>> Start

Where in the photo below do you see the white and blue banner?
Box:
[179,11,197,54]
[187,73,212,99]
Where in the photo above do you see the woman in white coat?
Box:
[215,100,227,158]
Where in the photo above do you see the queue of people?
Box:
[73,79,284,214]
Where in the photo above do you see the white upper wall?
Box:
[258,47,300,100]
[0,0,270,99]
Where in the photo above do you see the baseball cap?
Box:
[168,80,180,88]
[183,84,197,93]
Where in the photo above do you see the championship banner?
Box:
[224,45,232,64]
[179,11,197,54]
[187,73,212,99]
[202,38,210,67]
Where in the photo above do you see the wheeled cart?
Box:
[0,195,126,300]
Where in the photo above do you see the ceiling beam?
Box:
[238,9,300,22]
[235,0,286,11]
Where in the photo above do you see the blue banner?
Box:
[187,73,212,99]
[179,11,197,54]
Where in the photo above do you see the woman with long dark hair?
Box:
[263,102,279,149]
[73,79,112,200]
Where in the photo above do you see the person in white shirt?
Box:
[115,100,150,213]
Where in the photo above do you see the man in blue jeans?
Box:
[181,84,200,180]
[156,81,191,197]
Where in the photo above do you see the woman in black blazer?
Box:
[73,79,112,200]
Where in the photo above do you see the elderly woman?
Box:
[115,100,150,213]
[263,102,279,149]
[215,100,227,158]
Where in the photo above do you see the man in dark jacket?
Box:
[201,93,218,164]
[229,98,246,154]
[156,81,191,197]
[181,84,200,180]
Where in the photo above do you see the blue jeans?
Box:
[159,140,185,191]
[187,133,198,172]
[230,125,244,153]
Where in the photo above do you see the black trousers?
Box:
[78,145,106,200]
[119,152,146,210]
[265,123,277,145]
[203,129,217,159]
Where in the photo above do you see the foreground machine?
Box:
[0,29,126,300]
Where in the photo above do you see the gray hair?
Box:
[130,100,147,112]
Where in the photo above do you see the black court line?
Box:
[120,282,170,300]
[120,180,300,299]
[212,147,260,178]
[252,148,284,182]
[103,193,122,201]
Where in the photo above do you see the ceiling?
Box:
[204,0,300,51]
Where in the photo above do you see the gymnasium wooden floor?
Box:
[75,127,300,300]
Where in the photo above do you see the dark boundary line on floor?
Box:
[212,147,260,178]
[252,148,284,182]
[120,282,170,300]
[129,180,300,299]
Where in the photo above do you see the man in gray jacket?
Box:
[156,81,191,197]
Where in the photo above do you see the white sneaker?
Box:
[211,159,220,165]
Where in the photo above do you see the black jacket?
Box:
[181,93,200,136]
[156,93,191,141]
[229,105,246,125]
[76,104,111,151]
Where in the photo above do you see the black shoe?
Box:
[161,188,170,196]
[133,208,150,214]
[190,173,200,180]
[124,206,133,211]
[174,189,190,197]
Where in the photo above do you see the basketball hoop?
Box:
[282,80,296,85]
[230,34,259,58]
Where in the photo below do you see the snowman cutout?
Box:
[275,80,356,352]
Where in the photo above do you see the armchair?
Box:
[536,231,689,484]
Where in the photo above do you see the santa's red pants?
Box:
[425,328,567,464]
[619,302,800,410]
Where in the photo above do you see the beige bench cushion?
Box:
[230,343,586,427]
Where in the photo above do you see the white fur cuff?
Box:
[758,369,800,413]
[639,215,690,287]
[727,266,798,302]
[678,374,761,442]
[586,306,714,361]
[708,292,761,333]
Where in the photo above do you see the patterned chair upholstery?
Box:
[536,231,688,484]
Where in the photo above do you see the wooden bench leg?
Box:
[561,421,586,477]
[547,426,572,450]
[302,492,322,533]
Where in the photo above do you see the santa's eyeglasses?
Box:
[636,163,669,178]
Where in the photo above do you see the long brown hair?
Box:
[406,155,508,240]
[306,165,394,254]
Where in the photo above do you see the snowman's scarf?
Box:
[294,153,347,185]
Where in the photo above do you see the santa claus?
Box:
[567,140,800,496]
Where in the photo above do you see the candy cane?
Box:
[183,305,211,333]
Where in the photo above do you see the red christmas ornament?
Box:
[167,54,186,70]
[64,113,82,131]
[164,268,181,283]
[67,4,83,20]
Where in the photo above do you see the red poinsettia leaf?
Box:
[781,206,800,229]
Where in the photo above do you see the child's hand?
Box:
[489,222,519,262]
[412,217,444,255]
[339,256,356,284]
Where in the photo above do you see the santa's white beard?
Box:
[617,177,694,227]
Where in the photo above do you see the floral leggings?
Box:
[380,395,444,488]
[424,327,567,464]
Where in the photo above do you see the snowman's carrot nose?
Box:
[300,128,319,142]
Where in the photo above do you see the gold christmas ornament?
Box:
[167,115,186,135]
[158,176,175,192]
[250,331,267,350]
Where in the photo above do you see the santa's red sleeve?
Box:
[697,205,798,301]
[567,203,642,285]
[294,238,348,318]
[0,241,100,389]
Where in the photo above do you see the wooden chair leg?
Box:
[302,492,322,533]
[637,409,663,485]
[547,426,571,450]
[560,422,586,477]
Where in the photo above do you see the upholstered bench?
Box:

>> End

DIRECTIONS FOR THIS TASK: Count the lines in the data above that contain the string "banner". Give only the number.

WRITTEN ANSWER: 3